◆ To be done:
Can you copy all of the material below line for line, with nothing changed?

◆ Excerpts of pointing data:
☆ ☆ ☆ ☆ ☆
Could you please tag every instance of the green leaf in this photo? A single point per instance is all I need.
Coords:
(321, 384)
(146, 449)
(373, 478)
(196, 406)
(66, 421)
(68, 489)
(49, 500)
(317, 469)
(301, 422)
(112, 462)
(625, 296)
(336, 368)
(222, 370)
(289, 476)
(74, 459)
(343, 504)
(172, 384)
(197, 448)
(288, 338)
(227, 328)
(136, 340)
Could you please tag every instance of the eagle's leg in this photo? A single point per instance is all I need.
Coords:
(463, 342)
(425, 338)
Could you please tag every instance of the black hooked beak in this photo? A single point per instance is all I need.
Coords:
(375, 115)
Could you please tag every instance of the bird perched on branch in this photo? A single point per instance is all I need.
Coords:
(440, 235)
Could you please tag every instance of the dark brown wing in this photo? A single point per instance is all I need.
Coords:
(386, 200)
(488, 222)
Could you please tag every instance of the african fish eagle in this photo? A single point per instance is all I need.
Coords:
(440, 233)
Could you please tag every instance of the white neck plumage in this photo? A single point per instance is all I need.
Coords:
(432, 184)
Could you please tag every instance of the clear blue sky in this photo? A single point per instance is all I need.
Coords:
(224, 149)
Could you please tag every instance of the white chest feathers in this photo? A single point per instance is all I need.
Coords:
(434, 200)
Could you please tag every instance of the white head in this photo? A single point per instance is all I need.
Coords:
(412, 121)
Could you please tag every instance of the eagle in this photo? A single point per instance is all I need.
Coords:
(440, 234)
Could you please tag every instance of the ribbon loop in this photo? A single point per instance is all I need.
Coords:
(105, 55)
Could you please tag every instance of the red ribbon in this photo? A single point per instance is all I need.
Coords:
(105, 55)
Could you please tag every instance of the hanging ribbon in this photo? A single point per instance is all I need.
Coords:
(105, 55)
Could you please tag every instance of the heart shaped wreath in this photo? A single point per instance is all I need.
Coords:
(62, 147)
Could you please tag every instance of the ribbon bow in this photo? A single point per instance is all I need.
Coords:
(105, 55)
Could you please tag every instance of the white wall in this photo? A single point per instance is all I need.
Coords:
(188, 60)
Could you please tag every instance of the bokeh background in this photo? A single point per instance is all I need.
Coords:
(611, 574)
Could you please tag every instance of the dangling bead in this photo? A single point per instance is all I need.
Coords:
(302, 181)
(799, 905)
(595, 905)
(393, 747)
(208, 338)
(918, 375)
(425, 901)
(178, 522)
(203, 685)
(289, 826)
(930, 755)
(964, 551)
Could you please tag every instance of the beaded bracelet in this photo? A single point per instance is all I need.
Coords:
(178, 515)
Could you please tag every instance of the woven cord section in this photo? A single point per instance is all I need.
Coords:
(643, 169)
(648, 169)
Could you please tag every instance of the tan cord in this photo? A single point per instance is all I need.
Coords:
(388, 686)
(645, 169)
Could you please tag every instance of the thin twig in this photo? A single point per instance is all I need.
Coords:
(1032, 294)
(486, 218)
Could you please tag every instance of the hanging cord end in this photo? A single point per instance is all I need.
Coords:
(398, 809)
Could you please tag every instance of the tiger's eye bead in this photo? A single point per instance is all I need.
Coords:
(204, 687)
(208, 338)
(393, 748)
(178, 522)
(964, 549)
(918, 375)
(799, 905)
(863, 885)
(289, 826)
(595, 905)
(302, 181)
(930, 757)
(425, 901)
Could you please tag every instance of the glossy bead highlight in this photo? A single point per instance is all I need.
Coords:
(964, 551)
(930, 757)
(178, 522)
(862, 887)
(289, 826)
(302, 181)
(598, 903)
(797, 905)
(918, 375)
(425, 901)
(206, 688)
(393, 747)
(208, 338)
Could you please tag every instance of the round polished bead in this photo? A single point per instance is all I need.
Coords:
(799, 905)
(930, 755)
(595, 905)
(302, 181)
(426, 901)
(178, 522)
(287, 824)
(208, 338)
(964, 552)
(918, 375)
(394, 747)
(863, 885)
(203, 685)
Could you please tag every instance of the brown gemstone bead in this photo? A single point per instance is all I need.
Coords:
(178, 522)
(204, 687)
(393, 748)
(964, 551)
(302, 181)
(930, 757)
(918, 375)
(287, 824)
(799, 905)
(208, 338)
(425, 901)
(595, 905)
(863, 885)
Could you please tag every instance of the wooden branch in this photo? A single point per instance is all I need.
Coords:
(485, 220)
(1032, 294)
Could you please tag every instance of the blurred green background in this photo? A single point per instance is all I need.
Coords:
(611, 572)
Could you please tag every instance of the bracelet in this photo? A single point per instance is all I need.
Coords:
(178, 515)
☆ ☆ ☆ ☆ ☆
◆ Full answer:
Could you please tag every instance of the green leaf in this photo? A single point per instance is all I need.
Coords:
(321, 384)
(146, 449)
(373, 478)
(196, 406)
(66, 421)
(68, 489)
(49, 500)
(317, 469)
(301, 422)
(112, 462)
(625, 296)
(336, 368)
(222, 370)
(289, 476)
(74, 459)
(343, 504)
(172, 384)
(197, 448)
(288, 338)
(227, 328)
(136, 340)
Could you please tag every instance of the eagle's leg in this photo? A single point per instance is all I need.
Coords:
(463, 342)
(425, 338)
Could you please tag every instance of the black hooked beak in this photo? A single point per instance is all I need.
Coords:
(375, 115)
Could you please tag every instance of the bird perched on branch in this photo? A single point per instance is all I need.
Coords:
(440, 235)
Could you please tag every instance of the dark brown wing in this photo? A single point per instance is all I need.
Coords:
(386, 200)
(488, 222)
Could you please tag every instance of the african fish eagle in this photo? A single point per instance is all I need.
Coords:
(440, 233)
Could you please tag every instance of the white neck plumage in this photo? A single point per instance is all I need.
Coords:
(432, 184)
Could you please tag every instance of the clear blue sky in this photo? A single point per instance is all I need.
Coords:
(224, 149)
Could you please tag every instance of the white chest feathers in this photo? A single point per instance is all I need.
Coords:
(434, 200)
Could you please tag every instance of the white head in this photo? A single point per instance is all I need.
Coords:
(412, 121)
Could you please tag every instance of the eagle in this photo? A single point per instance is all I need.
Coords:
(440, 234)
Could you please tag every instance of the ribbon loop in this photo? A single point per instance is all I need.
Coords:
(105, 55)
Could you please tag every instance of the red ribbon in this photo? A single point per instance is all I need.
Coords:
(105, 55)
Could you please tag every instance of the hanging ribbon in this photo? A single point per instance is all I need.
Coords:
(105, 55)
Could you please tag every instance of the heart shaped wreath in this photo? A single point per instance is all I need.
Coords:
(62, 147)
Could you please tag every instance of the ribbon bow in this photo? A single point per instance is all I need.
Coords:
(105, 55)
Could you please tag every instance of the white wall in this photo? A single point per instance is all I need.
Coords:
(188, 60)
Could you please tag every instance of the bokeh background in this photo? A single point per instance is all I need.
Coords:
(611, 574)
Could you please tag every instance of the dangling bead in this photo? A single point per instance is all I need.
Coords:
(302, 181)
(799, 905)
(595, 905)
(393, 747)
(208, 338)
(918, 375)
(425, 901)
(178, 522)
(203, 685)
(289, 826)
(930, 755)
(964, 551)
Could you please tag every instance of the beaded bracelet in this photo? A single point per instance is all I need.
Coords:
(178, 515)
Could you please tag every instance of the woven cord section in this photo? A single point per instance is all I need.
Coords:
(643, 169)
(648, 169)
Could you please tag every instance of the tan cord in this photo? A single point per instance is all I need.
Coords:
(388, 686)
(645, 169)
Could you please tag every instance of the thin twig in this photo? A single point per instance is all I need.
Coords:
(1032, 294)
(486, 218)
Could you please tag every instance of the hanging cord end in this photo? A single point per instance is all I need.
Coords:
(398, 809)
Could you please tag every instance of the tiger's eye bead in this photo? A single point per instance is all I need.
Coords:
(204, 687)
(208, 338)
(393, 748)
(178, 522)
(964, 549)
(918, 375)
(799, 905)
(863, 885)
(289, 826)
(595, 905)
(302, 181)
(930, 757)
(425, 901)
Could you please tag every instance of the glossy bead highlight in this photo? A single point per instance is all I need.
Coords:
(964, 551)
(930, 757)
(178, 522)
(862, 887)
(289, 826)
(302, 181)
(598, 903)
(797, 905)
(918, 375)
(425, 901)
(206, 688)
(393, 747)
(208, 338)
Could you please tag every instance of the round polished bead in this photo? A single point per instance is all I need.
Coords:
(799, 905)
(930, 755)
(595, 905)
(302, 181)
(426, 901)
(178, 522)
(287, 824)
(208, 338)
(964, 552)
(918, 375)
(394, 747)
(863, 885)
(203, 685)
Could you please tag every instance of the brown gemstone bead in this photo? A single point per instance is all I need.
Coords:
(178, 522)
(204, 687)
(393, 748)
(964, 551)
(302, 181)
(930, 757)
(918, 375)
(287, 824)
(799, 905)
(208, 338)
(425, 901)
(595, 905)
(863, 885)
Could you please tag every instance of the wooden branch in this photo? A single point per instance is all I need.
Coords:
(485, 220)
(1032, 294)
Could you please tag every instance of the blurred green background in this photo? A single point per instance is all I need.
Coords:
(611, 572)
Could you please tag every instance of the bracelet in this photo? A single point per instance is all I need.
Coords:
(178, 515)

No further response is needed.